(Extracted records)

* START *

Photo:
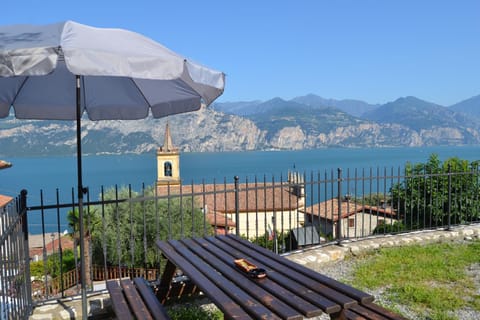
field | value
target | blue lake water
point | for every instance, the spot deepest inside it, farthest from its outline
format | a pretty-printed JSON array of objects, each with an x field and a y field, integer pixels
[{"x": 49, "y": 173}]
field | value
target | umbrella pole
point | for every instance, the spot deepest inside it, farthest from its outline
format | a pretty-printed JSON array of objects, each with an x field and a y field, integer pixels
[{"x": 80, "y": 203}]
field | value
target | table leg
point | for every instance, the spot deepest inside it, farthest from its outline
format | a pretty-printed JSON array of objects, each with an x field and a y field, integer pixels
[{"x": 165, "y": 281}]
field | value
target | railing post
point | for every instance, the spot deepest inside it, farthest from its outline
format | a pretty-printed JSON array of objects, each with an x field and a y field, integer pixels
[
  {"x": 449, "y": 196},
  {"x": 23, "y": 212},
  {"x": 339, "y": 199},
  {"x": 237, "y": 209}
]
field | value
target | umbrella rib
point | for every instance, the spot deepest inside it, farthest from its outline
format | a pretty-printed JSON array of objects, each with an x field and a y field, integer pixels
[
  {"x": 141, "y": 93},
  {"x": 18, "y": 91}
]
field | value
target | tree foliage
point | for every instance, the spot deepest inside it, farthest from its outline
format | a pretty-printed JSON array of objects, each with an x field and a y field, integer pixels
[
  {"x": 130, "y": 228},
  {"x": 437, "y": 194}
]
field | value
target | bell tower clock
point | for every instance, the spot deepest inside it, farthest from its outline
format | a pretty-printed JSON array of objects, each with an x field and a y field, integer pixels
[{"x": 168, "y": 162}]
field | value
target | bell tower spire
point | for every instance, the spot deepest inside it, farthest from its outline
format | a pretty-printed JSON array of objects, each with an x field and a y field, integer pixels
[{"x": 168, "y": 161}]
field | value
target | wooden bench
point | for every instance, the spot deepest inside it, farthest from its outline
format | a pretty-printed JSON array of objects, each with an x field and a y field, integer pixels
[
  {"x": 289, "y": 291},
  {"x": 370, "y": 311},
  {"x": 135, "y": 300}
]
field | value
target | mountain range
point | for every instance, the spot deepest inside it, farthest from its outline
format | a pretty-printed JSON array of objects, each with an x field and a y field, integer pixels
[{"x": 304, "y": 122}]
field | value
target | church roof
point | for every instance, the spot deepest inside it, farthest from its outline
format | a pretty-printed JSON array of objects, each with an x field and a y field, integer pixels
[{"x": 220, "y": 198}]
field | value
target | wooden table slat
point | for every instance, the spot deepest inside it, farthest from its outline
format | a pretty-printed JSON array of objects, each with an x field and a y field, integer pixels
[
  {"x": 136, "y": 303},
  {"x": 359, "y": 295},
  {"x": 290, "y": 291},
  {"x": 228, "y": 270},
  {"x": 252, "y": 305},
  {"x": 116, "y": 296},
  {"x": 223, "y": 301},
  {"x": 296, "y": 277}
]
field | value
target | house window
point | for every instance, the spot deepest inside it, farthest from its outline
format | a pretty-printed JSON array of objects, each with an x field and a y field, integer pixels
[
  {"x": 351, "y": 222},
  {"x": 167, "y": 169}
]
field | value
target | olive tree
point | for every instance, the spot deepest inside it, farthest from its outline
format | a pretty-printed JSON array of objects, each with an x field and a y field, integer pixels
[
  {"x": 132, "y": 222},
  {"x": 436, "y": 194}
]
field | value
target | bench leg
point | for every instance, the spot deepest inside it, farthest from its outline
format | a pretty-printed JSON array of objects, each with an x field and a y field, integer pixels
[{"x": 165, "y": 281}]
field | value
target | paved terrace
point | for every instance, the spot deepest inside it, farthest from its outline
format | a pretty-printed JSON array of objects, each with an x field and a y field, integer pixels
[{"x": 99, "y": 304}]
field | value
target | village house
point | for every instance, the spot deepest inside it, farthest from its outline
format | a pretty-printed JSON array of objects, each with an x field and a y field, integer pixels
[
  {"x": 356, "y": 219},
  {"x": 262, "y": 207}
]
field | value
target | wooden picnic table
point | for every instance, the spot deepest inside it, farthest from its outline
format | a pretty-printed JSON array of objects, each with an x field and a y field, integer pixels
[{"x": 289, "y": 290}]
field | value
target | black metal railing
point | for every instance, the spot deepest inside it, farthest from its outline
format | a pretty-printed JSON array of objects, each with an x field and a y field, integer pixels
[
  {"x": 280, "y": 213},
  {"x": 15, "y": 289}
]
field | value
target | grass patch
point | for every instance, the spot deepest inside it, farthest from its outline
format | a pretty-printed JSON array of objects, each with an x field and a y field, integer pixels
[
  {"x": 193, "y": 312},
  {"x": 431, "y": 279}
]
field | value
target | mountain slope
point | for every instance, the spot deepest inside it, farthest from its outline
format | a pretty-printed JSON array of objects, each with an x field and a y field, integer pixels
[
  {"x": 470, "y": 106},
  {"x": 273, "y": 124},
  {"x": 353, "y": 107}
]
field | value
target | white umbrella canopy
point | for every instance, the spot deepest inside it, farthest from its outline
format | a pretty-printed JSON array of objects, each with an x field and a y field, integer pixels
[
  {"x": 61, "y": 71},
  {"x": 123, "y": 74}
]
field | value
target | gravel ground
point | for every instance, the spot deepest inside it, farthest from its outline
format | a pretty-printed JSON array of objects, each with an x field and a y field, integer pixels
[{"x": 342, "y": 271}]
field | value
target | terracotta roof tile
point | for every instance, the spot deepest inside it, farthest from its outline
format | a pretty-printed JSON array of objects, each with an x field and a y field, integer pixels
[
  {"x": 221, "y": 197},
  {"x": 329, "y": 209}
]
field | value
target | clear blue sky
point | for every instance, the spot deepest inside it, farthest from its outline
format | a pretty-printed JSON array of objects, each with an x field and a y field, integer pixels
[{"x": 376, "y": 51}]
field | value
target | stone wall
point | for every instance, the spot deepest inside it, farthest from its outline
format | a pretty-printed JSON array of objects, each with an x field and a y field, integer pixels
[{"x": 314, "y": 256}]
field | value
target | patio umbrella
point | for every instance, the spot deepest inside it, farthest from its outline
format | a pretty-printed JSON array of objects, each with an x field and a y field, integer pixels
[{"x": 61, "y": 71}]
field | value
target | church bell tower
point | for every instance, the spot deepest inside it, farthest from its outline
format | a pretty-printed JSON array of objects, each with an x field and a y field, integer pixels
[{"x": 168, "y": 162}]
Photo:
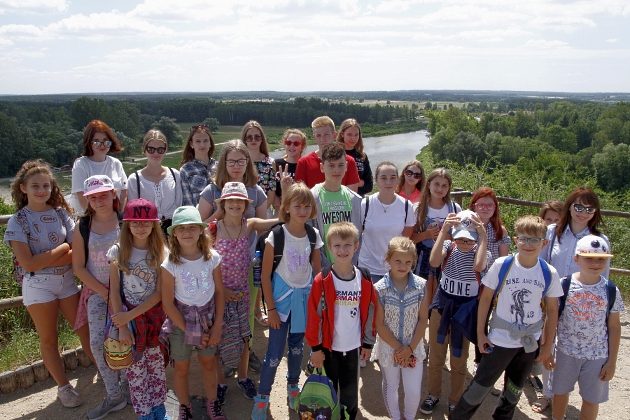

* END *

**SHORT TASK:**
From the material above, pull out every line that contains the word "umbrella" and list those lines.

**RIGHT ANSWER:**
target | umbrella pole
target | umbrella rib
target | white umbrella canopy
target | patio umbrella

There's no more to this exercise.